Brief 1
From the internship guidelines, extract the text starting with "Section 2: Material" and going on through "that you applied.".
Brief 2
In the internship guidelines, what purpose is given for the final oral presentation prepared in month 6?
Brief 3
Translate this sentence from the internship guidelines into Spanish: "The intern must complete the form below before August 31 (23:59)"

Contact the teacher you chose to obtain their agreement. Their role is to:
Give you feedback on your project proposal
Follow your progress
Advise you in the event of a problem
Help you prepare, attend, and grade your final oral presentation
Grade your report
Internship Planning Suggestion
During your internship, you will:
Carry out scientific work (not just engineering work)
Propose original contributions (not just make incremental improvements)
Include aspects relating to your M2 AI courses: e.g., artificial intelligence, machine learning, data science, language processing
Month 1
Conduct a bibliographic review of the state of the art
Identify an appropriate approach with original aspects specific to your contribution
Month 2
Write a project proposal (ask for feedback from your internship supervisor and your referent teacher)
Do preliminary experiments
Obtain feedback from your colleague and tutor (possibly give an oral presentation)
Months 3 to 6
Carry out systematic experiments comparing several approaches
Analyze your results
Gather feedback from your colleague and tutor (possibly give another oral presentation)
Iterate over the previous steps
Month 6
Complete the written report
Prepare a final oral presentation to show your results to your work colleagues
Internship Report (Aug. 31)
Format
Follow these recommendations:
The intern must complete the form below before August 31 (23:59)
Use the ICML latex template (template slightly adjusted for our Master) and follow the structure given below.
8 to 12 pages maximum of self-contained report in English + 1–2 extra pages of references + supplement material (e.g., extra tables, extra figures, code, systematic experiments)
Structure
Headings
Title, name, GitHub repo URL + Challenge URL (as needed)
Section 1: Background
Explain the context (answer the questions: what, why, what for). Review state of the art (answer the question: how). Motivate your contribution by identifying the limitations of current solutions and explaining how you contributed to tackling them.
Section 2: Material and Methods
Describe the data you used (source, statistics about, e.g., number of samples, features, etc., visualize the data). This may include toy datasets, real-world application data, and standard benchmarks. Describe the general methodology employed, including how you monitored progress. Describe the ML techniques and/or data science models that you applied.
Section 3: Results
Describe your results using enough tables and graphs, with confidence intervals (explain how they were computed), and compare them with baseline methods.
Section 4: Conclusion
What the take-home message is, and what remains to be done.

Items listed in a dataset
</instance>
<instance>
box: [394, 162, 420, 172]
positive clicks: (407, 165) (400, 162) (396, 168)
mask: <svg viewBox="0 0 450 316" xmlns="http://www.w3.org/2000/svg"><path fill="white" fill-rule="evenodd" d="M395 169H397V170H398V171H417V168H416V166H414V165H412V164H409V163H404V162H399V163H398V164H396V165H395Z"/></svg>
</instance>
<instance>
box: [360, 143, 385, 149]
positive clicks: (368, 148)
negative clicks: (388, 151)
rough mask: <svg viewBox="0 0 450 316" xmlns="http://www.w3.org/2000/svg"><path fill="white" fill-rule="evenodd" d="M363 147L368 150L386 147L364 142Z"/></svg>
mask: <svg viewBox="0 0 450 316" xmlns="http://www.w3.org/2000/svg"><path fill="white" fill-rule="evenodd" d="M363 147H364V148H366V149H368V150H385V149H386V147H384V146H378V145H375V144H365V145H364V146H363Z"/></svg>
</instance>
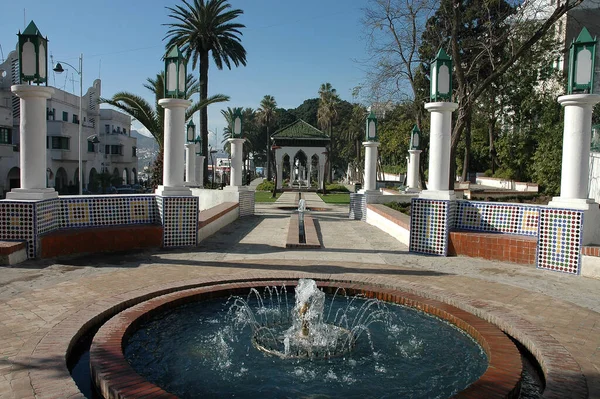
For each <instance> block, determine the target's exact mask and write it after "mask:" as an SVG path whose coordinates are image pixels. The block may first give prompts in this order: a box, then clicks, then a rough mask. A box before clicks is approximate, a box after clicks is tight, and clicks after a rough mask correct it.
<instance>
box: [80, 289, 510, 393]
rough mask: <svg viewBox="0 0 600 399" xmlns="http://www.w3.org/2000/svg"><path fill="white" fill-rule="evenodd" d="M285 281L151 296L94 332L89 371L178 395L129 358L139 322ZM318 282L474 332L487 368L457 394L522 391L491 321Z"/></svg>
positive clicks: (473, 337) (100, 383) (369, 292)
mask: <svg viewBox="0 0 600 399" xmlns="http://www.w3.org/2000/svg"><path fill="white" fill-rule="evenodd" d="M284 284H285V285H288V286H293V285H295V281H290V280H277V281H259V282H244V283H233V284H219V285H213V286H207V287H201V288H195V289H190V290H186V291H180V292H175V293H172V294H168V295H164V296H161V297H157V298H154V299H151V300H149V301H146V302H143V303H141V304H139V305H136V306H134V307H132V308H130V309H128V310H126V311H124V312H122V313H120V314H118V315H116V316H115V317H114V318H113V319H111V320H110V321H109V322H108V323H107V324H105V325H104V326H103V327H102V328H101V329H100V331H99V332H98V334H96V337H95V338H94V342H93V344H92V348H91V351H90V365H91V372H92V378H93V380H94V382H95V384H96V387H97V388H98V389H99V391H100V392H101V393H102V395H103V396H104V397H106V398H116V397H119V398H126V397H139V396H140V395H142V394H144V395H146V394H152V395H153V396H154V395H156V396H160V397H174V396H172V395H170V394H169V393H167V392H165V391H164V390H162V388H159V387H157V386H155V385H154V384H152V383H150V382H148V381H146V380H145V379H144V378H142V377H141V376H140V375H138V374H137V373H136V372H135V371H134V370H133V368H132V367H131V366H130V365H129V363H128V362H127V360H126V359H125V357H124V354H123V349H122V348H123V344H124V342H125V341H126V340H127V339H128V337H129V336H130V335H131V334H132V333H133V332H134V331H136V330H137V328H138V326H139V325H140V324H141V323H143V322H144V321H146V320H148V319H149V318H150V317H152V316H153V315H155V314H156V313H157V312H162V311H164V310H167V309H172V308H174V307H177V306H180V305H182V304H185V303H190V302H196V301H198V300H205V299H210V298H217V297H228V296H230V295H244V294H245V293H247V292H248V290H249V288H251V287H259V286H260V287H264V286H281V285H284ZM318 284H319V286H320V287H322V288H323V289H324V290H325V291H328V290H333V289H335V288H337V287H343V288H345V289H346V290H347V292H348V294H349V295H355V294H363V295H365V296H366V297H371V298H379V299H381V300H384V301H387V302H391V303H398V304H402V305H405V306H409V307H412V308H416V309H419V310H421V311H423V312H425V313H429V314H432V315H435V316H437V317H439V318H441V319H443V320H446V321H447V322H449V323H451V324H454V325H455V326H456V327H458V328H460V329H462V330H463V331H465V332H467V333H468V334H469V335H471V337H473V338H474V339H475V340H476V341H477V342H478V343H479V344H480V345H481V347H482V348H483V350H484V351H485V352H486V354H487V356H488V359H489V367H488V369H487V371H486V372H485V373H484V374H483V375H482V376H481V378H480V379H479V380H478V381H476V382H474V383H473V384H471V385H470V386H469V387H467V388H466V389H465V390H463V391H462V392H460V393H458V394H457V395H456V397H463V395H464V397H466V396H470V397H489V398H492V397H494V398H495V397H516V395H518V391H519V381H520V375H521V360H520V356H519V353H518V351H517V349H516V348H515V346H514V345H513V344H512V342H511V341H510V340H509V339H508V338H507V337H506V336H505V335H504V334H503V333H502V332H501V331H500V330H499V329H497V328H496V327H494V326H493V325H491V324H490V323H487V322H485V321H484V320H482V319H479V318H477V317H476V316H473V315H471V314H469V313H467V312H464V311H462V310H460V309H457V308H455V307H453V306H450V305H447V304H444V303H441V302H437V301H433V300H430V299H425V298H421V297H418V296H415V295H412V294H409V293H406V292H401V291H398V290H391V289H383V288H381V287H376V286H368V285H359V284H352V283H345V282H332V281H320V282H318ZM161 395H164V396H161Z"/></svg>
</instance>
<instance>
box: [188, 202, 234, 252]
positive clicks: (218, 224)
mask: <svg viewBox="0 0 600 399" xmlns="http://www.w3.org/2000/svg"><path fill="white" fill-rule="evenodd" d="M239 217H240V207H239V205H238V203H237V202H224V203H222V204H219V205H217V206H214V207H212V208H211V209H206V210H201V211H200V218H199V220H198V244H199V243H200V242H201V241H202V240H205V239H206V238H208V237H210V236H211V235H213V234H215V233H216V232H217V231H219V230H221V229H222V228H223V227H225V226H227V225H228V224H230V223H233V222H234V221H236V220H237V219H238V218H239Z"/></svg>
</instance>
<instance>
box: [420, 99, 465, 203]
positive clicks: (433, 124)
mask: <svg viewBox="0 0 600 399" xmlns="http://www.w3.org/2000/svg"><path fill="white" fill-rule="evenodd" d="M457 108H458V104H457V103H451V102H435V103H427V104H425V109H426V110H427V111H429V113H430V114H431V128H430V132H429V179H428V183H427V190H424V191H422V192H421V195H420V197H421V198H432V199H444V200H451V199H455V198H456V196H455V195H454V187H450V188H449V187H448V180H449V178H450V138H451V135H452V112H453V111H455V110H456V109H457Z"/></svg>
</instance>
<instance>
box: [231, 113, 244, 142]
mask: <svg viewBox="0 0 600 399" xmlns="http://www.w3.org/2000/svg"><path fill="white" fill-rule="evenodd" d="M242 123H243V117H242V112H241V111H240V109H239V108H236V109H235V111H233V129H232V132H231V133H232V135H233V137H234V138H240V137H242Z"/></svg>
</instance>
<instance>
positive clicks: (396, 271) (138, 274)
mask: <svg viewBox="0 0 600 399" xmlns="http://www.w3.org/2000/svg"><path fill="white" fill-rule="evenodd" d="M303 197H304V198H305V199H306V201H307V206H308V207H311V206H312V207H315V208H327V209H328V211H320V212H314V213H312V216H313V219H314V221H315V228H316V231H317V233H318V235H319V238H320V239H321V243H322V248H321V249H314V250H310V249H302V250H294V249H285V241H286V237H287V230H288V224H289V220H290V217H289V216H290V211H289V210H288V211H286V210H282V209H278V207H286V206H294V202H295V200H296V199H295V196H294V194H284V195H282V197H281V198H280V199H279V201H278V202H276V203H274V204H257V215H256V216H252V217H247V218H243V219H240V220H238V221H236V222H235V223H233V224H232V225H230V226H228V227H226V228H225V229H223V230H222V231H221V232H219V233H218V234H216V235H215V236H213V237H210V238H209V239H207V240H205V241H203V242H202V243H201V244H200V245H199V246H198V247H196V248H191V249H179V250H158V251H144V252H137V253H118V254H107V255H101V256H99V255H95V256H83V257H71V258H64V259H54V260H43V261H35V262H34V261H26V262H24V263H21V264H19V265H15V266H12V267H1V268H0V398H11V399H13V398H35V397H37V398H68V397H79V396H78V394H77V392H74V391H73V384H72V380H71V379H70V377H69V375H68V372H67V371H66V367H65V358H64V356H65V352H66V349H67V348H68V347H69V345H70V344H71V342H72V341H73V337H74V336H75V335H76V334H78V333H79V332H81V331H82V326H83V325H84V323H86V322H88V321H90V320H93V319H95V320H102V319H103V318H104V317H106V316H103V315H102V313H103V312H107V313H106V314H108V313H111V312H115V311H117V310H120V309H123V308H126V307H129V306H131V305H133V304H134V303H135V302H136V301H137V300H139V299H135V298H146V297H149V296H150V295H151V293H153V292H156V291H157V290H164V292H169V291H170V290H171V291H172V290H175V289H179V288H180V287H181V286H184V285H186V284H201V283H202V282H208V281H215V280H223V281H229V280H232V279H246V278H263V279H264V278H286V277H297V276H299V275H307V276H310V275H317V274H318V275H319V276H321V277H324V278H329V279H340V280H357V281H365V282H368V283H372V284H386V285H387V286H390V287H397V288H398V289H402V290H404V291H407V292H414V293H415V294H418V295H421V296H425V297H429V298H431V299H435V300H439V301H442V302H446V303H449V304H451V305H454V306H456V307H458V308H460V309H463V310H467V311H470V312H471V313H474V314H476V315H478V316H480V317H482V318H484V319H486V320H488V321H491V322H493V323H494V324H496V325H498V326H499V327H500V328H501V329H503V330H505V331H507V332H508V333H510V334H511V335H513V336H515V337H517V338H518V339H519V340H521V341H522V342H523V343H524V344H525V345H526V346H528V347H529V349H530V350H531V351H532V352H533V353H535V354H536V356H538V357H539V358H541V359H542V363H543V364H542V366H543V367H544V368H545V370H546V372H547V373H549V375H550V377H551V378H550V379H549V381H548V387H549V391H548V392H547V394H546V395H545V396H546V397H575V396H577V397H586V395H587V397H590V398H600V299H599V296H598V293H599V292H600V280H594V279H588V278H583V277H577V276H570V275H565V274H560V273H553V272H549V271H543V270H537V269H535V268H533V267H532V266H522V265H515V264H509V263H502V262H495V261H486V260H482V259H472V258H464V257H457V258H442V257H433V256H420V255H414V254H410V253H408V249H407V247H406V246H404V245H403V244H401V243H399V242H398V241H396V240H395V239H394V238H393V237H391V236H389V235H387V234H386V233H385V232H382V231H380V230H378V229H376V228H374V227H373V226H370V225H368V224H366V223H364V222H361V221H354V220H348V219H347V206H335V205H328V204H323V203H322V202H321V201H320V199H319V198H318V197H317V196H316V195H315V194H312V193H306V194H304V193H303ZM560 387H563V388H564V387H574V389H573V390H571V391H566V392H570V394H568V396H565V395H564V392H565V391H561V390H560ZM561 392H562V393H561Z"/></svg>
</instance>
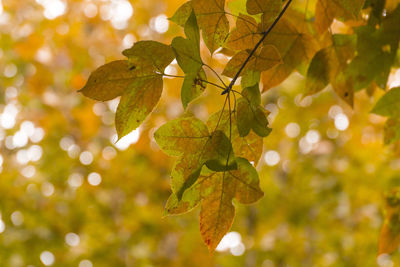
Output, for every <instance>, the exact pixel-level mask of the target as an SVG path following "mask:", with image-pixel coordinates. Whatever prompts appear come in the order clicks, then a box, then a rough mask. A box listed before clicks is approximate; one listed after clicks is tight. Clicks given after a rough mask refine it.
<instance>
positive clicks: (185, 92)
mask: <svg viewBox="0 0 400 267" xmlns="http://www.w3.org/2000/svg"><path fill="white" fill-rule="evenodd" d="M205 81H207V76H206V73H205V72H204V70H203V68H201V69H199V71H198V73H188V74H187V75H186V76H185V79H184V80H183V85H182V89H181V100H182V104H183V107H184V108H186V107H187V105H188V104H189V103H190V102H191V101H192V100H193V99H196V98H197V97H199V96H200V95H201V94H202V93H203V92H204V90H205V89H206V87H207V83H206V82H205Z"/></svg>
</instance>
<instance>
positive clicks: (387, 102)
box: [371, 87, 400, 118]
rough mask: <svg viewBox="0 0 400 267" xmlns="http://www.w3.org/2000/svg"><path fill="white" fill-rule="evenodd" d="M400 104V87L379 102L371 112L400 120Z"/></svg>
mask: <svg viewBox="0 0 400 267" xmlns="http://www.w3.org/2000/svg"><path fill="white" fill-rule="evenodd" d="M399 103H400V87H396V88H392V89H390V90H389V91H388V92H387V93H386V94H385V95H384V96H382V97H381V98H380V99H379V100H378V102H377V103H376V105H375V107H374V108H373V109H372V111H371V112H372V113H375V114H378V115H381V116H387V117H393V118H400V105H399Z"/></svg>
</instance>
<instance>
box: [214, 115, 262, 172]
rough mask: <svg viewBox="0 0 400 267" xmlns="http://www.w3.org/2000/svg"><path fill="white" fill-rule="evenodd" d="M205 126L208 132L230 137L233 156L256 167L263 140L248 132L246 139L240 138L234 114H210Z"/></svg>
mask: <svg viewBox="0 0 400 267" xmlns="http://www.w3.org/2000/svg"><path fill="white" fill-rule="evenodd" d="M218 122H219V124H218ZM217 124H218V127H217ZM207 126H208V128H209V129H210V130H214V129H217V130H220V131H223V132H224V133H225V135H226V136H230V135H231V140H232V141H231V142H232V148H233V152H234V154H235V155H236V156H237V157H241V158H246V159H247V160H249V161H250V162H253V163H254V165H255V166H257V163H258V161H259V159H260V157H261V154H262V150H263V139H262V138H261V137H259V136H258V135H257V134H255V133H253V132H250V134H249V135H247V136H246V137H242V136H240V135H239V131H238V128H237V116H236V113H232V114H231V115H230V112H229V111H228V110H225V111H223V112H222V111H218V112H216V113H214V114H211V116H210V118H209V119H208V121H207Z"/></svg>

Response 1
Section 2: Material and Methods
Describe the data you used (source, statistics about, e.g., number of samples, features, etc., visualize the data). This may include toy datasets, real-world application data, and standard benchmarks. Describe the general methodology employed, including how you monitored progress. Describe the ML techniques and/or data science models that you applied.

Response 2
It is meant to show your results to your work colleagues.

Response 3
El pasante debe completar el formulario que aparece a continuación antes del 31 de agosto (23:59).